■ **What is expected**
Your reply should hold every record exactly as given, with no pictures in it.

Image point grounding data:

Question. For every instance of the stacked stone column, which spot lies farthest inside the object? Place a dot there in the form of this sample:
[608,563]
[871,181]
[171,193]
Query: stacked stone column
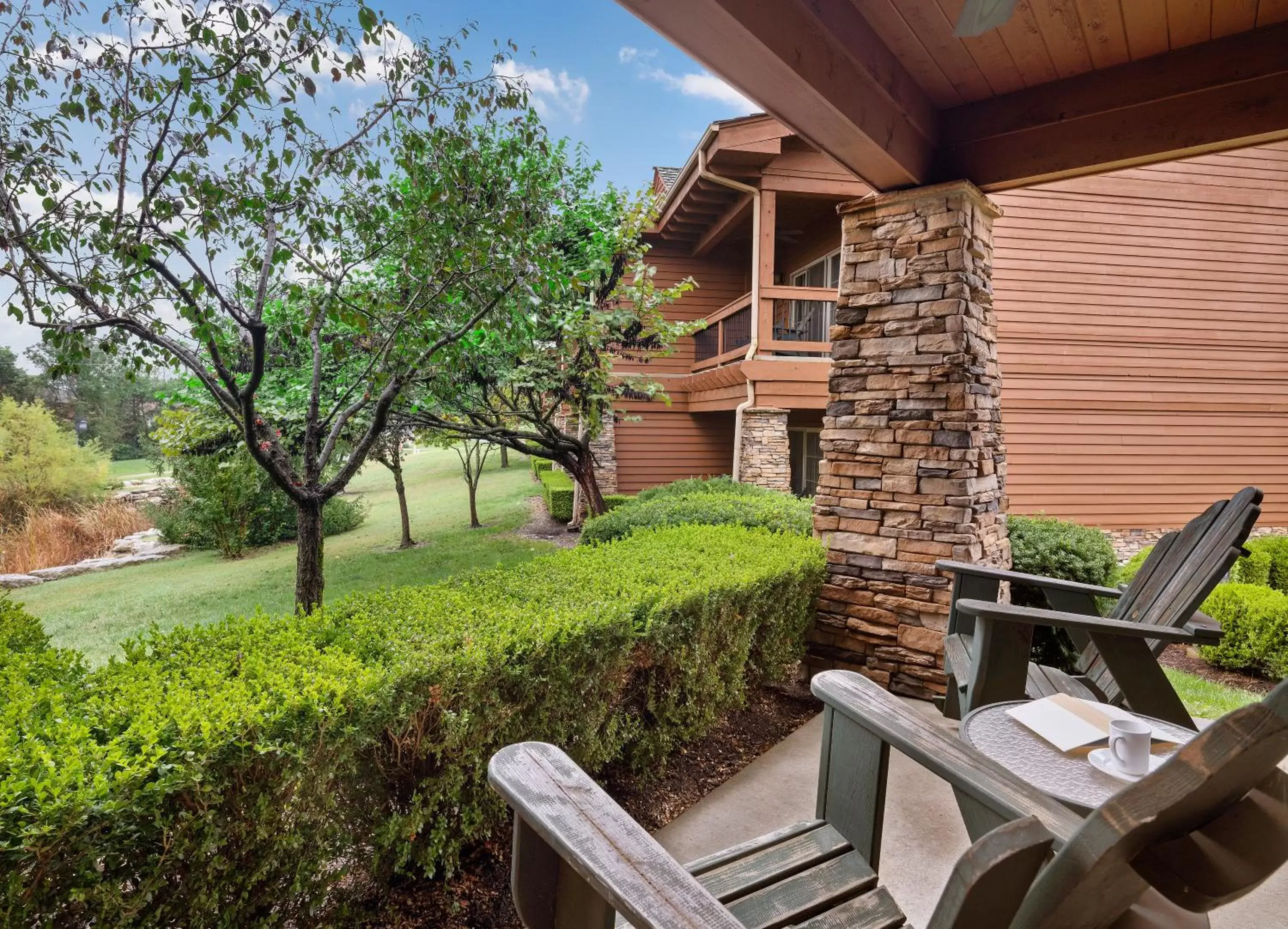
[605,449]
[766,455]
[915,466]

■ **Finished task**
Question. For every instance of the stacked stone column, which spot lies farthest inside the object? Place a dot there in the form of this sample:
[608,563]
[871,181]
[171,193]
Query: stacked stone column
[605,449]
[766,455]
[915,466]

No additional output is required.